[Material start]

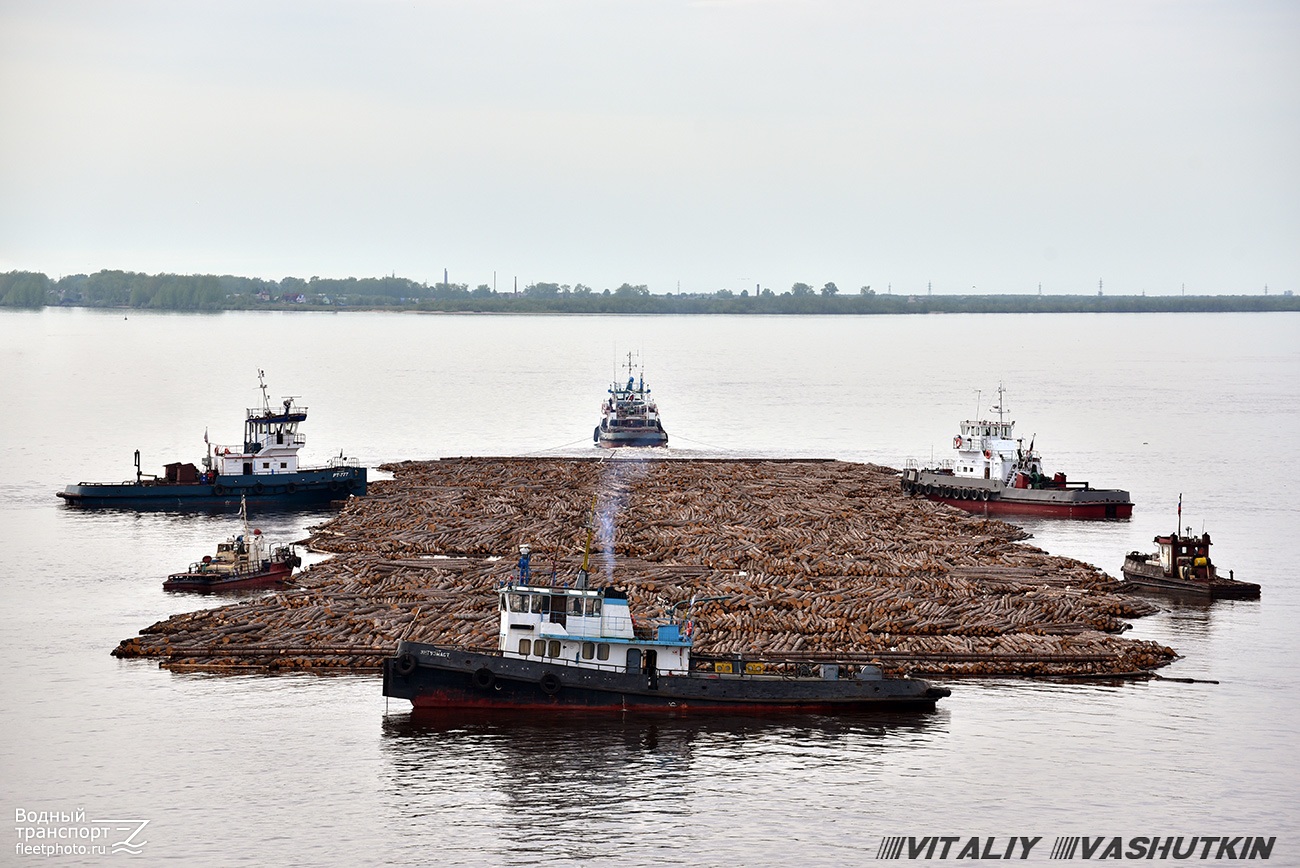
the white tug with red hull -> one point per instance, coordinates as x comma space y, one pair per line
993, 473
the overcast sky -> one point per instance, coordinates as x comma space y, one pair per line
978, 144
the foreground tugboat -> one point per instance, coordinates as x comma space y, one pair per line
579, 647
242, 561
1182, 564
263, 471
992, 473
629, 416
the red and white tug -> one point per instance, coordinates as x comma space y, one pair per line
242, 561
993, 473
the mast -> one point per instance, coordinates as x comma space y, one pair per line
583, 573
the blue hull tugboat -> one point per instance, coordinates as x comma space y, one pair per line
629, 416
263, 471
579, 647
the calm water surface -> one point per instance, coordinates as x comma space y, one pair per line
299, 769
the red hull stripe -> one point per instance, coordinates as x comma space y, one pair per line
1054, 510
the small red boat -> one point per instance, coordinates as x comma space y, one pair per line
1182, 565
242, 561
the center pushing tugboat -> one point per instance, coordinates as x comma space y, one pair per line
242, 561
992, 473
629, 416
579, 647
263, 471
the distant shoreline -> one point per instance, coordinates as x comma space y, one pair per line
209, 293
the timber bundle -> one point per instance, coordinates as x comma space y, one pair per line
815, 560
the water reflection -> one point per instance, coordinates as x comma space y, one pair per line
573, 777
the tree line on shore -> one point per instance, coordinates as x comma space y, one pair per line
113, 289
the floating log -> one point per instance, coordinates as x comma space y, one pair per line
814, 558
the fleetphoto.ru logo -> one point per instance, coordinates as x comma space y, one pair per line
1082, 847
69, 833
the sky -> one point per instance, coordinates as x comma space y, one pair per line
926, 146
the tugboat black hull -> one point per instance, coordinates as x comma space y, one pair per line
1142, 571
993, 498
302, 489
440, 677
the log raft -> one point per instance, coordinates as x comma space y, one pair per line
814, 558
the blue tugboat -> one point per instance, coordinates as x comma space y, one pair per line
263, 471
579, 647
629, 416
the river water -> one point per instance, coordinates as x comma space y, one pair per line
304, 769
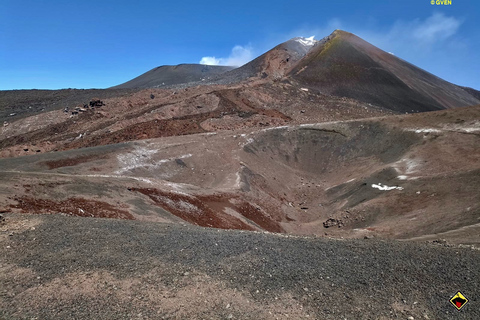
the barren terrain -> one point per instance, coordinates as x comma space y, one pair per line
309, 183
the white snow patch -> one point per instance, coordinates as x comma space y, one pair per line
425, 130
274, 128
385, 188
141, 158
307, 42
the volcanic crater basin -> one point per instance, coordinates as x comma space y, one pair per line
380, 177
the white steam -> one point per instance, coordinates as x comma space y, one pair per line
238, 57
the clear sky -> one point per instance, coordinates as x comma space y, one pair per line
52, 44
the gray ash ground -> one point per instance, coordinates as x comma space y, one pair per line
55, 267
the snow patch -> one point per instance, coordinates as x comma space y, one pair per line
142, 158
427, 130
385, 188
307, 42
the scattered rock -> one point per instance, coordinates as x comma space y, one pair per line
96, 103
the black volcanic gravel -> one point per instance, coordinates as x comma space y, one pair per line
333, 279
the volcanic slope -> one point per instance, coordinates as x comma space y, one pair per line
173, 75
55, 267
402, 177
345, 65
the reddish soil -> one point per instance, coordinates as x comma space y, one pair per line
71, 207
194, 209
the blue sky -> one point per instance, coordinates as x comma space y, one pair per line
48, 44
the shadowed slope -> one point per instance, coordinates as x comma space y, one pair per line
171, 75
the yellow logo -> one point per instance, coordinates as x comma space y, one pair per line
459, 300
441, 2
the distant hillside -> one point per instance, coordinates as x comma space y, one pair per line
171, 75
346, 65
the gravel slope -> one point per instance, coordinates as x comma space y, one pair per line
54, 267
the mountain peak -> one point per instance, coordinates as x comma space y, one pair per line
307, 42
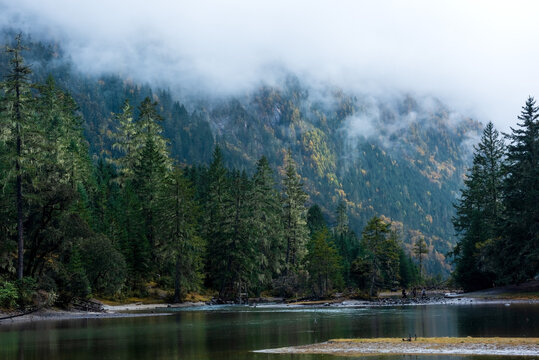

[Material end]

Stated task: Select every line of the rows above that contains the string "water", and copy each one as it appears. Case counts.

Correct response:
the calm water surface -> one point per instance, coordinates as x comma space y, one pair per line
the water reflection -> one point per instance, coordinates as x comma space y, one pair per line
the river water -> one point per instance, coordinates as x comma space y, one pair per line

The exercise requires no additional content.